-------- GEGEVENS --------
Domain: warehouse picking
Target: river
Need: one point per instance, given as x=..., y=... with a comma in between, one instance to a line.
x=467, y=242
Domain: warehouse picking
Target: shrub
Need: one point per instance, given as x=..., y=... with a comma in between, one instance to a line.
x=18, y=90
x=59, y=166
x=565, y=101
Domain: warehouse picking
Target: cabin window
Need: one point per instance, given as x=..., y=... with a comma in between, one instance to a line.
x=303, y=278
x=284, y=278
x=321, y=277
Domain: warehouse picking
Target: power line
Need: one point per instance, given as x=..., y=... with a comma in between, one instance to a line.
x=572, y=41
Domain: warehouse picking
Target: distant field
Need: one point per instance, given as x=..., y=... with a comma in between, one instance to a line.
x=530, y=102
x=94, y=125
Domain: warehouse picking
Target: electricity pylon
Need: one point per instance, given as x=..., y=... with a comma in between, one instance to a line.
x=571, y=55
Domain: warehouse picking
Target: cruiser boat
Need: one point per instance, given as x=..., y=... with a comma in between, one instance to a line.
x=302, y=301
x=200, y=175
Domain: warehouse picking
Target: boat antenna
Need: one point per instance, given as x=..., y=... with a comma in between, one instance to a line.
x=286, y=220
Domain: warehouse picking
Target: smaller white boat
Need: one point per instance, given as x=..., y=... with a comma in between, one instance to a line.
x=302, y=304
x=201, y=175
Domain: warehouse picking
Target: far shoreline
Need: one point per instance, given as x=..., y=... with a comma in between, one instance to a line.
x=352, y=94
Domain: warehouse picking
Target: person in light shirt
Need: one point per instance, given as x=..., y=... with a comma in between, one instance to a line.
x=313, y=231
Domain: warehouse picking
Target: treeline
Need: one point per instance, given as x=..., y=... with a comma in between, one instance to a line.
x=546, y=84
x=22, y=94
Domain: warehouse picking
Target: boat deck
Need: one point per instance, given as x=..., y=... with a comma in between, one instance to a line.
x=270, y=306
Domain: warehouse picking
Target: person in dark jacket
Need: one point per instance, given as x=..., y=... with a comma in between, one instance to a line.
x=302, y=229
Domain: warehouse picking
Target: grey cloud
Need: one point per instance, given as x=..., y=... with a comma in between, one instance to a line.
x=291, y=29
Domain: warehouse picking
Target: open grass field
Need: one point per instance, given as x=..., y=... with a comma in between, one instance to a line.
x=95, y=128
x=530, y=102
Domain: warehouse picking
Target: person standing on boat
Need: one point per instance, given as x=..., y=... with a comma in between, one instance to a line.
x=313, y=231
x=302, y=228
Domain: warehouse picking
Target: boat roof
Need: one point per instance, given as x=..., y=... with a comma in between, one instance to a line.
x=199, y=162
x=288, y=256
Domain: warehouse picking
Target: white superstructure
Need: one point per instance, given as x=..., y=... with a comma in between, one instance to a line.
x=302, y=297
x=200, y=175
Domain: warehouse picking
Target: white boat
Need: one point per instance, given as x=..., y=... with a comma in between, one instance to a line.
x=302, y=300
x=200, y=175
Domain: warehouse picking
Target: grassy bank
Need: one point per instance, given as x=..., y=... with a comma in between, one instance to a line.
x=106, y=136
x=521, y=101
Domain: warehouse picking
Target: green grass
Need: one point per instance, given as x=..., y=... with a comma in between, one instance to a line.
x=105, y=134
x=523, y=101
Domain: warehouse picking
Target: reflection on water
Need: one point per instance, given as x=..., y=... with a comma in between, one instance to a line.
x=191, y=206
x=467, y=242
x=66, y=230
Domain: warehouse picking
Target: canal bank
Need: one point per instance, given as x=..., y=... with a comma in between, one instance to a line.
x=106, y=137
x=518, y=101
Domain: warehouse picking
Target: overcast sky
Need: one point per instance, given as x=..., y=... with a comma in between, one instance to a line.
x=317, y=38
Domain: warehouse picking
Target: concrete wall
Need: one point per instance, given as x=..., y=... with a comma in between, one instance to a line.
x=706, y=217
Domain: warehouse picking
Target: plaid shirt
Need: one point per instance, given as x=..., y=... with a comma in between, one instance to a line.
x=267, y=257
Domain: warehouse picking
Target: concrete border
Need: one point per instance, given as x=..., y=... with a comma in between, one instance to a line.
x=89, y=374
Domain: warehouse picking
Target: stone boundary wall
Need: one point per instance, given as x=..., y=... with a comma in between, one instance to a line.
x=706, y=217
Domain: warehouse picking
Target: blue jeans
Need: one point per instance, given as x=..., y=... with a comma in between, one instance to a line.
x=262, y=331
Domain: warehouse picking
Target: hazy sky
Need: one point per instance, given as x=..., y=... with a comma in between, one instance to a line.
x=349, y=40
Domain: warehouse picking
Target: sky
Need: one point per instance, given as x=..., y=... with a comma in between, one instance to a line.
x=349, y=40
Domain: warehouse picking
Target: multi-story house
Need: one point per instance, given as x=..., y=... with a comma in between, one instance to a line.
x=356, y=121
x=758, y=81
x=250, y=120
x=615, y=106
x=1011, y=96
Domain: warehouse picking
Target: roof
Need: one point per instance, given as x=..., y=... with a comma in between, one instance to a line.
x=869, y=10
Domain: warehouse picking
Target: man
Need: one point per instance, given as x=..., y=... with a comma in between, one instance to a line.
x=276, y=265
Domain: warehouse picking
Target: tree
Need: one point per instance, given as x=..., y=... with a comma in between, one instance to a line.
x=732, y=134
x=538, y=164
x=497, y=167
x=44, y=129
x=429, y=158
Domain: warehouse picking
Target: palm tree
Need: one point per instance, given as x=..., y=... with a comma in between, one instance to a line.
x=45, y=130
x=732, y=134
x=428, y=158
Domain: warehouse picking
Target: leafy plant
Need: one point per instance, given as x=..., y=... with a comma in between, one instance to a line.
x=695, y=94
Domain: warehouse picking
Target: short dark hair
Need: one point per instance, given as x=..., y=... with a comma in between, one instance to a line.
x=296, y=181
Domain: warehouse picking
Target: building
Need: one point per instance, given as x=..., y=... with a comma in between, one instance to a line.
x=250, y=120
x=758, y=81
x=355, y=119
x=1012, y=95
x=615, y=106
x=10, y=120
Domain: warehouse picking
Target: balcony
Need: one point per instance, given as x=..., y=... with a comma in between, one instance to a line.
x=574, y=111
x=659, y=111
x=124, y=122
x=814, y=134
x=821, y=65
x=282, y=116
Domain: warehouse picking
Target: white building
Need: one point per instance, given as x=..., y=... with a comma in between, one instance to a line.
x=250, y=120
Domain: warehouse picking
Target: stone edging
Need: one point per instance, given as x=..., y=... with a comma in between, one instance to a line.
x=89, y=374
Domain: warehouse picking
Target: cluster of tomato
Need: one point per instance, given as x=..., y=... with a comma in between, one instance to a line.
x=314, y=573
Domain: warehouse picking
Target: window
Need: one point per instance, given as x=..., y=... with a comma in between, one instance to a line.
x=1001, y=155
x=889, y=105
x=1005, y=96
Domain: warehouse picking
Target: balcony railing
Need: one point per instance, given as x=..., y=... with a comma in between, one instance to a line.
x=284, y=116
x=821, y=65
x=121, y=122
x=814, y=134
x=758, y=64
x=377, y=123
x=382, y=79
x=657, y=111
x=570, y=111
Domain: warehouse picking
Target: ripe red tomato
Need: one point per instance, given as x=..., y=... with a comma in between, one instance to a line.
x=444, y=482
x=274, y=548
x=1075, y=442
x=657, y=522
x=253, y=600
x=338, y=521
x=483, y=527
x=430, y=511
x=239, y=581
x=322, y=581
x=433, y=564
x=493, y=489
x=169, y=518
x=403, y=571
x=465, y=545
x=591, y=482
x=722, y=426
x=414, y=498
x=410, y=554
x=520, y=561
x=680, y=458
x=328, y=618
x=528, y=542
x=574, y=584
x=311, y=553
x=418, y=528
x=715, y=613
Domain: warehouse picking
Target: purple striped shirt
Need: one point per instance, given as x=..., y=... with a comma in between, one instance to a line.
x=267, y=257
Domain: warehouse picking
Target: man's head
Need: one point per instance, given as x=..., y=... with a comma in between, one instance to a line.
--------
◆ **WAT JE DOET**: Schrijf de gegevens hierboven letterlijk over. Begin bij de eerste regel en stop na de regel met "x=571, y=55".

◆ **HET ANTWOORD**:
Domain: warehouse picking
Target: river
Need: one point per instance, given as x=..., y=... with a comma in between, one instance to a line.
x=467, y=242
Domain: warehouse picking
Target: shrub
Need: one point per instance, given as x=..., y=... with a comma in between, one instance to a line.
x=18, y=90
x=59, y=166
x=565, y=101
Domain: warehouse picking
Target: cabin window
Need: one point per instance, given as x=..., y=... with a comma in between, one instance to a line.
x=303, y=278
x=284, y=278
x=321, y=277
Domain: warehouse picking
Target: power line
Need: one point per instance, given as x=..., y=... with a comma in between, one instance to a line.
x=572, y=41
Domain: warehouse picking
Target: distant field
Need: one point per instance, given as x=..., y=... with a comma in between, one instance to a line.
x=530, y=102
x=94, y=125
Domain: warehouse picking
Target: electricity pylon
Need: one point per instance, given as x=..., y=... with a comma in between, one instance to a line.
x=571, y=55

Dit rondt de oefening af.